_Teks Sumber_.
════════════════════
Clock Magic Wand Quran Compass Menu
Image Kala Kirana Jannadra

Hukuman Mati Bagi Pelaku Kekerasan Seksual, Tidak akan Selalu Memuaskan Korban

Politik | Friday, 16 Jun 2023, 23:35 WIB

Kasus kekerasan seksual tentu bukan sebuah topik yang mudah untuk dituliskan. Mengingat topik ini sangat sensitif dan perlu konsiderasi yang matang dalam penulisan kata tiap kata. Namun, saya berdiri atas stance bahwa penegakkan hukum atas kekerasan seksual harus ditegakkan bukan hanya atas dasar orientasi penegakkan hukum, tetapi juga atas dasar penanganan kerugian dan trauma yang dirasakan korban.

Apakah Anda pernah mendengar tentang kasus Herry Wirawan? Ia adalah seorang pimpinan pesantren dari Bandung yang dijatuhi hukuman mati setelah melakukan tindakan kekerasan seksual terhadap 13 santrinya. Mungkin kita, sebagai konsumen berita, merasa lega karena akhirnya pelaku kejahatan tersebut dihukum mati. Namun, bagaimana dengan para korban? Apakah mereka akan merasa puas? Faktanya, meskipun pelaku dihukum mati, hal itu tidak mengubah kenyataan bahwa mereka telah menjadi korban tindakan kekerasan seksual oleh seorang pimpinan pesantren. Tentu saja, hukuman mati tidak akan menghilangkan rasa sakit, trauma, dan ketakutan yang timbul akibat perbuatan yang telah terjadi.

Photo by Anete Lusina from Pexels: https://www.pexels.com/photo/woman-with-cross-symbol-on-mouth-unable-to-speak-5723267/

Keji sangatlah keji, kekerasan seksual sangatlah keji. Saya rasa mereka (pelaku) harus dihukum dengan berat karena menciptakan rasa trauma bagi yang dilecehkan. Apalagi kerugian yang dirasakan korban sangatlah berat mulai dari rasa takut, terpuruk, dan lain sebagainya. Akan sulit bagi korban yang tidak bersalah untuk bisa kembali ke kehidupan mereka dengan normal. Namun, Muncul pertanyaan di benak saya. Apakah korban menginginkan pelaku yang sudah merusak hidup mereka untuk hidupnya juga rusak? atau mereka menginginkan untuk para pelaku dihukum mati?
════════════════════
_Data Masukan_.
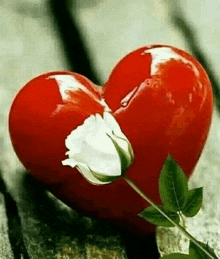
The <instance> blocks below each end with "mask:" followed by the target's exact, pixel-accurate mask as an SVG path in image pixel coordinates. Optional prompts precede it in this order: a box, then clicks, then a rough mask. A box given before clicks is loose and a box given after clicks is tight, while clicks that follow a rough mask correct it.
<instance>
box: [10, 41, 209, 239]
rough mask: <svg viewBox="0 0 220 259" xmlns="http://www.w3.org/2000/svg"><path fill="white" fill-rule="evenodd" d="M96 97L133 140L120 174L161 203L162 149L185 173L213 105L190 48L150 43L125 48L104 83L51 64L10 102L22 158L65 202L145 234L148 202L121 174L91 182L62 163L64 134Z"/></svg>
mask: <svg viewBox="0 0 220 259" xmlns="http://www.w3.org/2000/svg"><path fill="white" fill-rule="evenodd" d="M57 75H63V76H64V75H69V76H70V77H71V78H73V80H76V82H77V83H79V84H81V85H84V86H85V87H86V89H87V90H85V91H84V90H77V89H75V90H73V89H72V90H71V89H70V90H69V91H66V92H65V91H64V90H63V89H62V87H61V86H60V85H59V82H58V81H59V80H57ZM54 76H55V77H54ZM88 90H89V91H88ZM88 92H89V93H88ZM68 98H69V99H68ZM103 98H104V99H105V102H106V103H107V104H108V106H109V107H110V109H111V110H112V114H113V116H114V117H115V119H116V120H117V122H118V123H119V125H120V127H121V129H122V131H123V133H124V134H125V135H126V136H127V138H128V139H129V141H130V143H131V145H132V147H133V151H134V162H133V164H132V165H131V167H130V168H129V169H128V170H127V171H126V174H127V176H128V177H129V178H130V179H131V180H133V181H134V182H135V183H136V185H137V186H138V187H140V188H141V189H142V190H143V191H144V193H145V194H147V195H148V196H149V197H150V198H151V199H153V201H154V202H156V203H160V204H161V200H160V197H159V192H158V178H159V173H160V170H161V168H162V165H163V163H164V161H165V159H166V157H167V154H168V153H170V154H171V155H172V156H173V157H174V159H175V160H176V161H177V162H178V163H179V164H180V165H181V166H182V168H183V169H184V170H185V172H186V174H187V175H188V176H190V174H191V173H192V171H193V169H194V167H195V165H196V163H197V160H198V158H199V156H200V154H201V152H202V149H203V146H204V142H205V140H206V137H207V133H208V130H209V127H210V120H211V115H212V109H213V98H212V89H211V86H210V81H209V79H208V76H207V74H206V72H205V71H204V69H203V68H202V66H201V65H200V64H199V63H198V62H197V61H196V60H195V58H193V57H192V56H191V55H190V54H188V53H186V52H185V51H182V50H179V49H177V48H174V47H170V46H165V45H163V46H159V45H153V46H147V47H142V48H139V49H137V50H135V51H133V52H131V53H129V54H128V55H127V56H125V57H124V58H123V59H122V60H121V61H120V62H119V63H118V64H117V65H116V67H115V68H114V70H113V71H112V73H111V75H110V77H109V79H108V80H107V82H106V83H105V85H104V88H99V87H97V86H96V85H94V84H93V83H92V82H90V81H89V80H88V79H86V78H85V77H83V76H81V75H79V74H76V73H72V72H68V71H62V72H61V71H55V72H50V73H46V74H43V75H40V76H38V77H36V78H34V79H32V80H31V81H30V82H28V83H27V84H26V85H25V86H24V87H23V88H22V89H21V90H20V92H19V93H18V95H17V96H16V98H15V100H14V102H13V105H12V108H11V111H10V116H9V130H10V135H11V139H12V143H13V146H14V149H15V151H16V153H17V155H18V157H19V159H20V161H21V162H22V163H23V165H24V166H25V167H26V168H27V169H28V170H30V171H31V173H32V174H33V175H34V176H35V177H36V178H37V179H39V180H40V181H42V182H43V183H44V184H46V185H47V186H48V187H49V189H50V190H51V192H52V193H53V194H55V195H56V196H57V197H58V198H60V199H61V200H62V201H64V202H65V203H67V204H69V205H70V206H71V207H72V208H74V209H77V210H78V211H80V212H83V213H85V214H87V215H90V216H94V217H96V218H99V219H108V220H111V221H113V222H115V223H116V224H119V225H121V226H125V227H127V228H129V229H131V230H132V231H134V232H136V233H138V234H141V235H145V234H148V233H149V232H151V231H154V226H152V225H151V224H149V223H148V222H146V221H145V220H143V219H142V218H140V217H139V216H138V215H137V214H138V213H139V212H141V211H142V210H143V209H144V208H145V207H147V206H148V204H147V203H146V202H145V201H144V200H143V199H142V198H141V197H140V196H139V195H138V194H137V193H135V192H134V191H133V190H132V189H131V187H130V186H128V184H127V183H126V182H125V181H124V180H123V179H121V178H120V179H117V180H116V181H115V182H113V183H111V184H108V185H93V184H91V183H89V182H88V181H87V180H86V179H85V178H84V177H83V176H82V175H81V174H80V173H79V172H78V170H77V169H75V168H71V167H69V166H63V165H62V163H61V161H63V160H65V159H66V155H65V153H66V151H67V149H66V147H65V139H66V138H67V136H68V135H69V134H70V132H71V131H73V130H74V129H76V127H77V126H79V125H81V124H83V123H84V121H85V119H86V118H88V117H89V116H90V115H91V114H96V113H99V114H101V115H102V114H103V111H104V106H103V104H102V103H100V101H99V100H101V99H103Z"/></svg>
════════════════════
_Tujuan Latihan_. Tuliskan kembali dengan tepat bagian teks tentang hukuman mati bagi pelaku kekerasan seksual dari "Kasus kekerasan seksual" sampai "yang dirasakan korban.". Entri di atas merupakan bahan terpisah yang tidak berhubungan dengan teks tentang hukuman mati bagi pelaku kekerasan seksual.

_Langkah Penyelesaian_.
Kasus kekerasan seksual tentu bukan sebuah topik yang mudah untuk dituliskan. Mengingat topik ini sangat sensitif dan perlu konsiderasi yang matang dalam penulisan kata tiap kata. Namun, saya berdiri atas stance bahwa penegakkan hukum atas kekerasan seksual harus ditegakkan bukan hanya atas dasar orientasi penegakkan hukum, tetapi juga atas dasar penanganan kerugian dan trauma yang dirasakan korban.